Entries from a dataset
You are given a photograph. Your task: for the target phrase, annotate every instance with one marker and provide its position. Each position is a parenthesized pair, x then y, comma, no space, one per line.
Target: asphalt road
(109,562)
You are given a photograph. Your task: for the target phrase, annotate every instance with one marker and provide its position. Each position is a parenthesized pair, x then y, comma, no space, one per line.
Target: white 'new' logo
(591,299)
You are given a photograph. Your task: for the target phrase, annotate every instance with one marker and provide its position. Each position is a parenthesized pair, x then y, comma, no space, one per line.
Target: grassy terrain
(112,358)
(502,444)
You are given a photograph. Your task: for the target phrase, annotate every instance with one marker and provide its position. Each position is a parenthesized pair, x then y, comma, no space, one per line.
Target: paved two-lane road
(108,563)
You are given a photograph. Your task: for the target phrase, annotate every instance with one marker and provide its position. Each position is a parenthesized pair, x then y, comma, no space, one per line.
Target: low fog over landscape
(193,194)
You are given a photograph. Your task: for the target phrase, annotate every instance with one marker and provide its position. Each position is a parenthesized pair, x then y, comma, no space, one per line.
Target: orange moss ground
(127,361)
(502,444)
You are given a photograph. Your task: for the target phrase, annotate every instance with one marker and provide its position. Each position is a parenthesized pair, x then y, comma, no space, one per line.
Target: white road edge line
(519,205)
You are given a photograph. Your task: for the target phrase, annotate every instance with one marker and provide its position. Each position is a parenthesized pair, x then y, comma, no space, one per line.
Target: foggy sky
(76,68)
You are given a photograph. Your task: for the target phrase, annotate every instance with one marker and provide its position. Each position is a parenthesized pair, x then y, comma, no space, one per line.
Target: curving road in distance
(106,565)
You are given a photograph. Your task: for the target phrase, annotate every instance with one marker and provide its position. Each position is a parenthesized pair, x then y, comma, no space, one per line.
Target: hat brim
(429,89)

* _What is asked_
Extract all of the material exactly as it is written.

* _Reply_
You are given a photograph. Your task: for the target phrase, annotate every instance with one marker and provide its position. Each position is a parenthesized pair, x then y, comma, no space, one per line.
Target: asphalt road
(109,562)
You are given a photograph. Your task: for the target phrase, annotate every instance with one marker and provide its position. Each position is a parenthesized pair, x then y, comma, no space, one per line.
Target: white 'new' logo
(591,299)
You are given a photograph. Your task: for the target phrase, annotate every instance with one marker and provide its position. Each position is a parenthesized pair, x then y, comma, no space, one per line.
Target: grassy terrain
(112,358)
(502,444)
You are given a photograph. Your task: for the target phrase, annotate every instance with one marker and provide its position. Each position is a parenthesized pair, x then y, comma, no space, one per line.
Target: paved two-lane road
(108,563)
You are given a photograph. Your task: for the target phrase, annotate every instance with one marker and provide its position. Each position is a parenthesized pair, x then y, comma, no space, one per line.
Target: low fog over landscape
(193,194)
You are given a photograph. Your task: for the target phrase, annotate every instance with one marker and provide its position. Each position is a parenthesized pair, x then y, comma, no space, one per line.
Target: orange moss ground
(127,361)
(502,444)
You are given a photograph. Your task: for the target phrase, annotate every instance with one marker and provide its position. Each position is a parenthesized pair, x then y, comma, no space, one per line.
Target: white road edge line
(519,205)
You are given a photograph. Your task: for the target phrase, annotate every instance with one marker and provide its position. Each position is a parenthesized pair, x then y, comma, no space, one per line.
Target: foggy sky
(76,68)
You are given a photograph. Your task: for the target phrase, annotate every instance with one marker and provide its position. Each position is a parenthesized pair, x then y, comma, no space, one per line.
Target: curving road in distance
(106,565)
You are given a photograph. Your task: for the target phrase, annotate every instance with one marker and provide its position. Each position is a parenthesized pair, x then y, comma, no space, one per line.
Target: hat brim
(429,89)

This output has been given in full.